"Somebody asked, 'What’s the strategy behind this?'" said Charlie Black of John McCain's peculiar foreign travels in the midst of his unmistakable domestic meltdown. "It’s simple," answered Black. "McCain says he wants to go to these places, and we say, of course."
There are some politicians whom advisers should never permit to run their own campaigns, and John McCain is one of them. Watching him, I get the sense, at times, that he still sees himself as the macho, hotshot naval cadet whose picaresque adventures install him as the truest man among men, which voters are bound to see, acknowledge and swoon over.
So off he goes to exotic destinations, like steamy Colombia, while he's melting in Michigan. It's more than unorthodox; it's bizarre. But up till now he's been in personal command of his own little squadron, brooking no insubordination or common sense from mere professional advisers. Hence Charlie Black's comment, "We say, of course."
Up till now, that is. For Mr. McCain has finally (but tentatively?) bitten the bullet of reality -- the one with his name all over it, announcing with increasing velocity and lethality: You ... don't ... know ... what ... the ... hell ... you're ... doing. Get a grip, and put in charge of your operations a mad-dog Beelzebub with extraordinary organizational and propagandistic skills, which McCain has now done in the person of Karl Rove-acolyte Steve Schmidt.
"Aggressive" is the understated adjective most commonly seen in connection with Mr. Schmidt's name, and aggressive he'll no doubt remain. He's not new to the McCain campaign -- he's been there all along, more in the shadows, taking notes -- but now, having edged out in power the campaign's manager, he's loaded for bear as top gun.
In fact, when Schmidt worked for George Bush's 2004 reelection campaign his nickname was "The Bullet" -- "a reference," noted the NY Times, "to the shape of his shaved head" -- but that metaphor is about to undergo a trifle and more realistic transition.
Which is to say, Barack Obama is about to find himself in a line of direct and withering fire.
There has always been, and so it remains, only one slim way in which McCain can control his destiny and thereby win this thing: to blast away at Obama with unremitting assaults on his character, his inexperience and his "liberalism" (in anticipation of which, of course, the Obama campaign has already launched a concerted flanking maneuver to the center-right).
But above all, the McCain campaign must blast -- blast anything and everything, go as negative as the almost limitless boundaries of poor taste can take it.

Goal of the exercise: Write out the stretch of the commentary on the McCain campaign from "But above all, the" through "can take it.", word for word. Nothing in the entries is needed for working with the commentary on the McCain campaign.

Supplied entries:
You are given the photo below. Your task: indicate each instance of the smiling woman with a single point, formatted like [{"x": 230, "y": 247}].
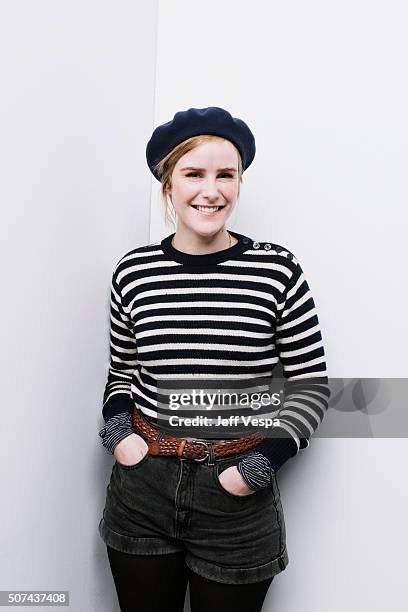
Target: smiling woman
[
  {"x": 202, "y": 173},
  {"x": 209, "y": 304}
]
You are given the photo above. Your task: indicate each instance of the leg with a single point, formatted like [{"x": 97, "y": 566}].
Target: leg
[
  {"x": 208, "y": 595},
  {"x": 149, "y": 583}
]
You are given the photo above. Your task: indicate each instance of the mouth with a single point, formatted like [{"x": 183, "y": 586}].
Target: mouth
[{"x": 207, "y": 210}]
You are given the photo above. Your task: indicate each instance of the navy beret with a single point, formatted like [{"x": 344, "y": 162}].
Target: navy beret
[{"x": 196, "y": 121}]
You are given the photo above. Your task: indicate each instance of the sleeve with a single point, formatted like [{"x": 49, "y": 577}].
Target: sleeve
[
  {"x": 117, "y": 397},
  {"x": 299, "y": 344}
]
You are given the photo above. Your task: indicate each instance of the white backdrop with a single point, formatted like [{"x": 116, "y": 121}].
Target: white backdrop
[{"x": 321, "y": 85}]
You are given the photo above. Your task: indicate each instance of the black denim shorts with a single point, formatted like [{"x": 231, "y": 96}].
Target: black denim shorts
[{"x": 167, "y": 504}]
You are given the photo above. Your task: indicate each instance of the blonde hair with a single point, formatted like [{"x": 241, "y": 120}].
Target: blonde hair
[{"x": 166, "y": 166}]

Task answer:
But above all, the McCain campaign must blast -- blast anything and everything, go as negative as the almost limitless boundaries of poor taste can take it.